# Implementation of GridWorld

As described in Chapter 3 of Sutton & Barto Book on Reinforcement Learning.

In [1]:
import numpy as np
from gamelearner import *

In [2]:
class GridWorldGame:
    """Simulates the game of Gridworld.

    Class attributes:
        GridWorldGame.name (str): The game's name ('Tic Tac Toe').
        GridWorldGame.size (int): Width (and height) of grid.
        roles [int]: The player role (there is only one).
        GridWorldGame.possible_n_players (list): List of allowed
            numbers of players ([1]).
        TicTacToeGame.marks (list): The characters used to represent
            each role's move on the board (['X']).
        TicTacToeGame.help_text (dict): Various messages (strings)
            to help user.
    """

    name = 'Grid World'
    SIZE = 5
    default_shape = (SIZE, SIZE)
    roles = [1]
    possible_n_players = [1]
    marks = ['X']

    help_text = {
        'Move format': "l, r, u, or d",
        'Move not available': "That move is not possible.",
        'Number of players': "This game is only for 1 player."
    }

    A_POS = (0, 1)
    A_PRIME_POS = (4, 1)
    B_POS = (0, 3)
    B_PRIME_POS = (2, 3)

    def __init__(self, start_pos=(0, 0), moves=None, shape=default_shape,
                 a_pos=A_POS, a_prime_pos=A_PRIME_POS, b_pos=B_POS, 
                 b_prime_pos=B_PRIME_POS, discount=0.9):
        """Initialize a game.

        Args:
            moves (list): This is optional. Provide a list of completed
                moves. Each move should be a char indicating the move 
                ('l', 'r', 'u', 'd').
        """
        
        self.n_players = 1
        self.start_pos = start_pos
        self.shape = shape
        self.a_pos = a_pos
        self.a_prime_pos = a_prime_pos
        self.b_pos = b_pos
        self.b_prime_pos = b_prime_pos
        self.actions = {
            'l': np.array([0, -1]),
            'u': np.array([-1, 0]),
            'r': np.array([0, 1]),
            'd': np.array([1, 0])
        }
        self.reverse_actions = {
            'l': 'r',
            'u': 'd',
            'r': 'l',
            'd': 'u'           
        }
        self.discount = discount
        self.start_time = None
        self.end_time = None
        self.game_over = False
        self.reset()
        if moves is not None:
            for move in moves:
                self.make_move(move)
            self.start()

    def start(self):
        """Record start time (self.start_time)."""

        self.start_time = datetime.datetime.now()

    def stop(self):
        """Record end time (self.end_time)."""

        self.end_time = datetime.datetime.now()
            
    def reset(self):
        """Set the state of the game to the beginning (no moves).
        """

        self.moves = []
        self.state = np.array(self.start_pos)
        self.game_over = False
        self.start_time = None
        self.end_time = None
        self.turn = self.roles[0]

    def show_state(self):
        """Display the current state of the gridworld."""
□ □ □ □ □ □ □
### Aim of the task
Write out the part of the GridWorld code starting at "roles [int]: The" and ending at "the board (['X']).". You won't need the data for this.
□ □ □ □ □ □ □
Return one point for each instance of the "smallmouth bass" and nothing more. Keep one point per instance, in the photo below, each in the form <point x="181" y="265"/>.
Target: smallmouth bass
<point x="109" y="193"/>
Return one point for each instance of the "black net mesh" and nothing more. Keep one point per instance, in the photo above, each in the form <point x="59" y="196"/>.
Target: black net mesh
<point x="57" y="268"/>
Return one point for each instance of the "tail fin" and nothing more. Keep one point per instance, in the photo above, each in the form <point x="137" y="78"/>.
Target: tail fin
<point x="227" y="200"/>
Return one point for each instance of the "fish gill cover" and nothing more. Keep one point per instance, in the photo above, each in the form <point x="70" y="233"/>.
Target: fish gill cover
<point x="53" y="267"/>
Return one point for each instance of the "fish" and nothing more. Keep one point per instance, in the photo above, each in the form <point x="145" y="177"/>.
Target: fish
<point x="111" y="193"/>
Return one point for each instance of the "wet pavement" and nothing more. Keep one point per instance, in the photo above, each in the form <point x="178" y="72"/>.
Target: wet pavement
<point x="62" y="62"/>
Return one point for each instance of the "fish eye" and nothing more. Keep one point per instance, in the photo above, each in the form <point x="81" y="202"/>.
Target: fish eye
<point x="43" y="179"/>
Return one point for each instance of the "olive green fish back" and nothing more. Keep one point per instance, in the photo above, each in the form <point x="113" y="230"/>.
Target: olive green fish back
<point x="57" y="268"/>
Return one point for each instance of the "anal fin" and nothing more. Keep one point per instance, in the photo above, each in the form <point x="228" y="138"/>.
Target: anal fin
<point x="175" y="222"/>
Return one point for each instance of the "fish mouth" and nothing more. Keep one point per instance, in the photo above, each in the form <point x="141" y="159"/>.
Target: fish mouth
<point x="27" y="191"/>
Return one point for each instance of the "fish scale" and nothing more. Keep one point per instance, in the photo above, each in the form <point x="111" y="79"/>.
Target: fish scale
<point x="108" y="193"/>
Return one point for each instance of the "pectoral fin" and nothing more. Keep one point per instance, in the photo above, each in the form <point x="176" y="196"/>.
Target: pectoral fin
□ □ □ □ □ □ □
### Exercise output
roles [int]: The player role (there is only one).
        GridWorldGame.possible_n_players (list): List of allowed
            numbers of players ([1]).
        TicTacToeGame.marks (list): The characters used to represent
            each role's move on the board (['X']).